▶ _TEXT UNDER STUDY_
....

Tuesday, July 26, 2005

Yellow Number 7

Never to be confused with Yellow Number 9.

Lance did it....again...and again....and again. He won his 7th Tour de France. He didn't just win seven of them, he won seven in a row. The man is a machine. His body processes twice the amount of oxygen the rest of ours do. He climbs in a lower gear than anyone else because he can spin so quickly and maintain that pace mile after grueling mile. He pulls bicycles up mountains that I'm not sure I could hike over. The man just doesn't quit. His feats are amazing even without the history. Then you factor in that he is a testicular cancer survivor and it becomes the stuff of legends.

I can't help but wonder, selfishly, what makes someone like Lance able to survive, and not just survive but become an athletic legend, when so many others don't? What separates him from the rest of the crowd? What is the defining factor that enables any survivor to do just that, survive, when others succumb? Sure, there has to be the will to live, to fight. But what about those that go down fighting? How did they end up on one side of the coin while others fell to the opposite side? Was Lance (or any survivor) that much better a person than my dad or mom? Did he deserve to live more than they did? Is the world a better place for having him in it rather than them? And what about the "bad" people in the world? The murders, the rapists, the abusers...how is it they get to live while good people die? And not just die, die of a horrible disease that destroys the body. Where is the justice in that?

How does one continue to have faith in an all-loving, all-powerful God when things like this happen? I was raised Catholic. When dad died, I went on strike. I couldn't go to Mass anymore as it just seemed like a play. The priest and alter boys were actors up on stage. Yet I still found myself talking to God every day. I still do. Sure, I occasionally go to Mass and generally when I do it's a good thing. However, I don't have the same drive to go on a weekly basis. I guess I consider myself more spiritual than religious. I'd like to think I've made my peace with God in terms of my parents. However, I can't seem to do it. There are times when I'm fine. Then there are times where it seems like yesterday and all the rage and injustice and feelings of being robbed rear their ugly heads again.

In the grand scheme of things, I have been so lucky. I was blessed to have two fantastic parents for 17 and 23 years respectively. They are so much a part of who I am. They taught me so many things and I am lucky to have had that. Most of the time I can focus on that. But sometimes, when I'm tired or generally feeling low, it all comes rushing back. My parents weren't there to see my brother get married and won't be there to see me. Dad won't be there to walk me down the aisle. Mom won't be there to help me plan. Our children will never know their grandparents. There's no one to call when you're sick and just want your mommy. The torrent of emotion can be so surprising. Does one ever truly "get over it"? I don't think so. Does one every truly get past it? God, I hope so. Though considering it's been 10.5 years since dad passed away I think I'm starting to lose faith on that happening as well.

....

▶ _DATA EXCERPT_
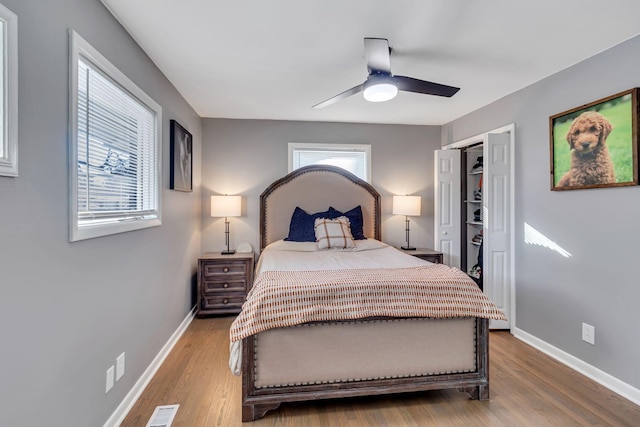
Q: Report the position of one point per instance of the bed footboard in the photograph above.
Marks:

....

▶ _TASK A_
Summarize the post above in two sentences.
▶ _TASK B_
In the post above, what religion does the writer say they were raised in?
▶ _TASK C_
For each statement, say whether it agrees with the post above, answering yes or no and quoting the words from the post that decide it.
(i) Lance won his seven Tours de France in consecutive years.
(ii) The writer attends Mass every week.
(iii) The writer's brother has gotten married.

▶ _OUTPUT A_
The writer marvels at Lance Armstrong's seventh straight Tour de France win and his survival of testicular cancer, then asks why some survive when others, including the writer's own parents, do not. The writer describes struggling with faith in God and with grief, feeling lucky to have had two fantastic parents but doubting that one ever truly gets past losing them.

▶ _OUTPUT B_
The writer was raised Catholic.

▶ _OUTPUT C_
(i) Yes: "he won seven in a row."
(ii) No: "I don't have the same drive to go on a weekly basis."
(iii) Yes: "My parents weren't there to see my brother get married"